▶ _Task details_
Please reproduce all of the records below with "Locations" changed to "Points" everywhere it occurs, leaving everything else the same.

▶ _Records_
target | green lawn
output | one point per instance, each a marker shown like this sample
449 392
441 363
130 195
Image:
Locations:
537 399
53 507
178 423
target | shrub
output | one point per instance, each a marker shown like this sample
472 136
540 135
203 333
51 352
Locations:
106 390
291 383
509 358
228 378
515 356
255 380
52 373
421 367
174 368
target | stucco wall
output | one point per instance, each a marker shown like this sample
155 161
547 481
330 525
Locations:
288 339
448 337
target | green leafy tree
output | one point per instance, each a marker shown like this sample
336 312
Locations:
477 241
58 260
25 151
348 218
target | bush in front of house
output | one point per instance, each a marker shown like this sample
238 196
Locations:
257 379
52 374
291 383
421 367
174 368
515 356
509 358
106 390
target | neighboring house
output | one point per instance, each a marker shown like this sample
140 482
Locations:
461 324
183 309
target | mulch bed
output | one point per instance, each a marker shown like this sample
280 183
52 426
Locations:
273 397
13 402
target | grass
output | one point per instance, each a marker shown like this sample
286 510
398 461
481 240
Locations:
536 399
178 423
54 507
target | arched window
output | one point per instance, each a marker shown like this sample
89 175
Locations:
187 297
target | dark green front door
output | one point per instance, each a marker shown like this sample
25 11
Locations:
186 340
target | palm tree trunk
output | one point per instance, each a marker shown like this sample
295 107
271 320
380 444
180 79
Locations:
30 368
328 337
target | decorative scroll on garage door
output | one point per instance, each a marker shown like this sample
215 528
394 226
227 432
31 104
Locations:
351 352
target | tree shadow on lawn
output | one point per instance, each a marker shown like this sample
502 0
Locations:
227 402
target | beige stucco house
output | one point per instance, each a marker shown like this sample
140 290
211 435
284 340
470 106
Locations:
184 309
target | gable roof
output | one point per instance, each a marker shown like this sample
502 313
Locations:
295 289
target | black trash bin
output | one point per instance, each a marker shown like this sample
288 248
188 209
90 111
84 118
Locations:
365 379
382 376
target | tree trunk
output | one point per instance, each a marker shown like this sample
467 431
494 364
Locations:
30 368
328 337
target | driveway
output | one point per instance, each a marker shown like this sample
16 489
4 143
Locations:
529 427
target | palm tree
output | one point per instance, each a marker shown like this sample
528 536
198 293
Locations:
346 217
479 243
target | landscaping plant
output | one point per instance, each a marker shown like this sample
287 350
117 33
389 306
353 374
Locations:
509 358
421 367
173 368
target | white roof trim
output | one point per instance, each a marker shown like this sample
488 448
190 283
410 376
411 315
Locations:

▶ _Task answer_
target | green lawn
output | one point per instance, each a marker shown like this sample
449 392
441 363
130 195
Image:
Points:
537 399
53 507
178 423
target | shrub
output | one point per instance, each a marker shown like this sample
472 136
540 135
203 333
51 352
Points:
106 390
291 383
509 358
228 378
515 356
255 380
52 373
421 367
174 368
target | stucco wall
output | one point per instance, each a marker shown like this sample
155 161
547 481
330 525
Points:
288 339
448 337
target | green leafy tree
output | one point per instance, each a marker shown like this sample
336 312
Points:
477 241
58 260
25 151
348 218
target | bush in front of house
output | one point per instance, each a marker shown like this sample
238 196
Points:
257 379
52 374
291 383
421 367
174 368
515 356
509 358
106 390
target | neighboring house
output | one point per instance, each a marker shown like this sample
140 482
Points:
461 324
183 309
target | mulch bed
output | one point per instance, each a marker shown like this sample
280 183
52 426
Points:
273 397
13 402
target | grass
output | one point per instance, each a marker shown like this sample
286 510
398 461
481 240
Points:
536 399
178 423
54 507
target | arched window
output | one point per instance, each a marker shown like this sample
89 175
Points:
187 297
target | dark green front door
output | one point per instance, each a marker shown like this sample
25 11
Points:
186 340
target | palm tree trunk
output | one point per instance, each a marker shown like this sample
295 107
271 320
380 444
180 79
Points:
30 368
328 337
target | decorative scroll on garage door
output | one point per instance, each a marker shown like this sample
215 528
394 226
227 432
31 104
Points:
351 352
target | tree shadow on lawn
output | one point per instance, each a marker shown like this sample
502 0
Points:
227 402
target | beige stucco house
output | one point per instance, each a marker shown like this sample
140 290
211 435
284 340
470 106
Points:
184 309
target | gable roof
output | one point per instance, each a marker shown like this sample
502 313
Points:
295 289
target | black trash bin
output | one point per instance, each a marker shown like this sample
288 248
188 209
90 111
84 118
Points:
365 379
382 376
target | tree trunk
output | one point per instance, each a marker shown like this sample
467 431
494 364
Points:
30 368
328 337
target | driveway
output | one point per instance, each a marker shown like this sample
16 489
4 143
Points:
529 427
target | palm tree
output | one point per instance, each a marker shown like this sample
528 536
198 293
Points:
346 217
479 243
target | landscaping plant
output | one point per instance, each a marker shown like this sample
287 350
117 33
389 306
353 374
Points:
509 358
421 367
173 368
target | white roof trim
output | one point per instance, each a marker shown like this sample
488 448
190 283
410 376
411 315
Points:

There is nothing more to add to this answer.